EXERCISE REQUIREMENTS:
**A)** In the essay on secularization and interreligious relations, which philosopher is credited with shaping the standard modern approach to affirming a secular state?
**B)** Transcribe the essay on secularization word for word between "Is the ongoing" and "cooperation more difficult.", inclusive.

DOCUMENT SECTION:
Is Secularization Good For Interreligious Relations?
According to some sociologists (Peter Berger, Grace Davie), secularization – in a sense of a gradual demise of explicit influence of religion in public life, state politics, legal framework, but also the lessening of the proportion of people who identify as religious – is something quite particular and limited to Europe, and those elites outside Europe that have been strongly influenced by European culture. While this may be a slight overstatement – countries like China and Japan, for instance, have experienced their own secularizations which were neither entirely independent from nor entirely due to European influence or colonialization – it is certainly fair to say that, overall, religion has been and still is on a decline in Europe, as shown by most sociological indicators. At the same time, Europe is becoming religiously and ethnically more plural. We can notice this in many ways, but perhaps most clearly in arts, sports, and education, but also, although to a lesser extent, in politics.
Is the ongoing European secularization beneficial or harmful for interreligious relations and cooperation in Europe? The answer is not straightforward. Critics note that European secularized liberal culture is becoming an increasingly inhospitable environment for those who come from religiously more conservative traditions and cultures. It would seem that Europe has notable difficulties in accommodating such (usually minority) religious cultures, even when they are not posing a violent threat to their fellow Europeans at all. This can add to the tendency towards social and political isolation of such groups, and make improvements in interfaith relations and cooperation more difficult.
However, it is hard to deny the benefits of the standard modern approach to affirming a secular state. This approach, which owes a great deal to the philosopher, John Locke, still has much to offer – not necessarily in terms of directly increasing interreligious cooperation but by enabling a more equal platform for interreligious relations in the public domain and before the law, in comparison with the situation where a particular religion is affirmed as the state religion. According to Locke, the state should exist for entirely secular reasons. It should be concerned with civil or worldly interests, such as “Life, Liberty, Health, and Indolency of the body; and the possession of outward things such as Money, Lands, Houses, Furniture, and the like.” The state shouldn’t be founded on explicitly theological principles and it shouldn’t privilege any religion. While Locke himself arrived at this conclusion from a mix of Protestant theological and secular ethical reasoning, one of his central arguments stems from a philosophical reflection on the nature of belief: the state cannot demand from its citizens to follow a particular religion since belief is not a sort of thing that one can be forced into, or even ‘will oneself into’ for some extrinsic good.

RECORDS SUPPLIED:
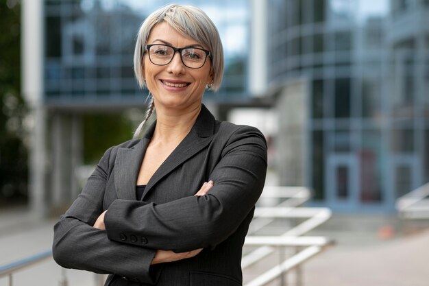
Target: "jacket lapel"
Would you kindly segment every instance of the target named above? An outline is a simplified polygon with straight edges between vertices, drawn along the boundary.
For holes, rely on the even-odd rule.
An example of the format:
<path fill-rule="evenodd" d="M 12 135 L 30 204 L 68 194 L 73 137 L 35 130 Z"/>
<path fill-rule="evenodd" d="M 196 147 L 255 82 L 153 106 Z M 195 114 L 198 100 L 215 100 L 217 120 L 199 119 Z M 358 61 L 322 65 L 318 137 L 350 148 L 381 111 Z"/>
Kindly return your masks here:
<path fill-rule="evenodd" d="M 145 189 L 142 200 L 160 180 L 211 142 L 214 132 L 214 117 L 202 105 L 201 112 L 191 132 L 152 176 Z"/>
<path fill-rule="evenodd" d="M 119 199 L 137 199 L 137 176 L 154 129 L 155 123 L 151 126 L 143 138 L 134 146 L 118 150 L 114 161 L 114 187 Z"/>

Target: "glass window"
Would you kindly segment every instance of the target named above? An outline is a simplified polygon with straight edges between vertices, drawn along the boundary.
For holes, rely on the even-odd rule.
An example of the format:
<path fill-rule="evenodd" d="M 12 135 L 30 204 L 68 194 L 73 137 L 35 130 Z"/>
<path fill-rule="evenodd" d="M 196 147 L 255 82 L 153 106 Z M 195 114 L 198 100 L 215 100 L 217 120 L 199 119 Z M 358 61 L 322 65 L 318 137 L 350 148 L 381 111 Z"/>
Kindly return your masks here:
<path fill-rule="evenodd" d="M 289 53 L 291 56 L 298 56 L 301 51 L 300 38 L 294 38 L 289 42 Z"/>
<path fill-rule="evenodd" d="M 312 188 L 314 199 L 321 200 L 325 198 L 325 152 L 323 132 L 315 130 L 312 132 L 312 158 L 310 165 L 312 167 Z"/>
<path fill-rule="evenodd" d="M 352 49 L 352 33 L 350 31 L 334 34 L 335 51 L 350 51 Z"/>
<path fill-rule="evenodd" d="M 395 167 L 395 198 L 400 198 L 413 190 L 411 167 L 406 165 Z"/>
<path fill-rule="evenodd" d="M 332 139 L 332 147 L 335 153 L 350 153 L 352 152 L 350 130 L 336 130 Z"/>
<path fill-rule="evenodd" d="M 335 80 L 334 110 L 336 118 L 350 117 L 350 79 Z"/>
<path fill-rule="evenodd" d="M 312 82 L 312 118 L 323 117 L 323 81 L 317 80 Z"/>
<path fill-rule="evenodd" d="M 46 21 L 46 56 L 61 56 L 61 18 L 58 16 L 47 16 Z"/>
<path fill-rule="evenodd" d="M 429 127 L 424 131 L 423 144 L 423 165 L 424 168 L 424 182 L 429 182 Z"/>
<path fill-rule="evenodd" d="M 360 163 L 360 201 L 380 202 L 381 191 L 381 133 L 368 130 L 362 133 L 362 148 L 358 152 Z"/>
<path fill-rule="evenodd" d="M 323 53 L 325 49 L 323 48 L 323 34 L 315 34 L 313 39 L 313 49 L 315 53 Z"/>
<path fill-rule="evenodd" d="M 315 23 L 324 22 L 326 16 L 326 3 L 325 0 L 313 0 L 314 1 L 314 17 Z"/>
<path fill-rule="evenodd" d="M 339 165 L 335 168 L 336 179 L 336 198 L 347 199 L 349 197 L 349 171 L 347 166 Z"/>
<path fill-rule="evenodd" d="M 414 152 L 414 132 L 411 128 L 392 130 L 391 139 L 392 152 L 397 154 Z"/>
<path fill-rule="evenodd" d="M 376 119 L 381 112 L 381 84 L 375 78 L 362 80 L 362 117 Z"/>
...
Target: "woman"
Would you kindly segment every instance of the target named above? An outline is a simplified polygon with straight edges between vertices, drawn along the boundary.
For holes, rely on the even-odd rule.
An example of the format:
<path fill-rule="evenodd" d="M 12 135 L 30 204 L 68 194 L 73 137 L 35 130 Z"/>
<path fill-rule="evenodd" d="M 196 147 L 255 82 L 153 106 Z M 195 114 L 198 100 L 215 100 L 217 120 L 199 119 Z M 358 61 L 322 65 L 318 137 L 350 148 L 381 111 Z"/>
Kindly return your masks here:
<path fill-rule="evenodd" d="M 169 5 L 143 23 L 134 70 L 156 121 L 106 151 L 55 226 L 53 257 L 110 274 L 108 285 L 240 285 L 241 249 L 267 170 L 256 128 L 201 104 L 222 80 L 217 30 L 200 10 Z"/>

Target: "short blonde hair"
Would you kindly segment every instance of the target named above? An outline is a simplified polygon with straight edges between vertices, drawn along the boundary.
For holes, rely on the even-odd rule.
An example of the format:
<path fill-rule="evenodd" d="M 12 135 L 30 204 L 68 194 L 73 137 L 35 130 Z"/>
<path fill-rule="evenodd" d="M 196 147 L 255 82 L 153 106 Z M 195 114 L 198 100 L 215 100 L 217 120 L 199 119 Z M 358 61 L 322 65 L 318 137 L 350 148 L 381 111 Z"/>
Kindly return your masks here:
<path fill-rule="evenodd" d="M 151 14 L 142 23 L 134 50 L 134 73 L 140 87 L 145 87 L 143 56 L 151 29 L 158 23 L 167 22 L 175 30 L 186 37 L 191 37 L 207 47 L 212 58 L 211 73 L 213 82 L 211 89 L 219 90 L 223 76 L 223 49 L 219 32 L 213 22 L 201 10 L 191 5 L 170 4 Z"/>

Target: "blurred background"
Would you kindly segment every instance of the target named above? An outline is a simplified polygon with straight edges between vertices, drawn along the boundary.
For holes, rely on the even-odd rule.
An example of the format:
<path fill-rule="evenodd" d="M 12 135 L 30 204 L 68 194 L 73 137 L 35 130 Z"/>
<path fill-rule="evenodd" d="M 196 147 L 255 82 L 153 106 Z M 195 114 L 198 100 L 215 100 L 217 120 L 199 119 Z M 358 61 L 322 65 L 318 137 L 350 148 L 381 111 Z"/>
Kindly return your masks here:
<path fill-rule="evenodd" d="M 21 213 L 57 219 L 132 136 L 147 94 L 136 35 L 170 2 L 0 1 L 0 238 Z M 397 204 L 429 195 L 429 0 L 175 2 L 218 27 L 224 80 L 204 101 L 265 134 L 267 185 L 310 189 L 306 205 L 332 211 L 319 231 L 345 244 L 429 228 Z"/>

ANSWERS:
**A)** John Locke

**B)**
Is the ongoing European secularization beneficial or harmful for interreligious relations and cooperation in Europe? The answer is not straightforward. Critics note that European secularized liberal culture is becoming an increasingly inhospitable environment for those who come from religiously more conservative traditions and cultures. It would seem that Europe has notable difficulties in accommodating such (usually minority) religious cultures, even when they are not posing a violent threat to their fellow Europeans at all. This can add to the tendency towards social and political isolation of such groups, and make improvements in interfaith relations and cooperation more difficult.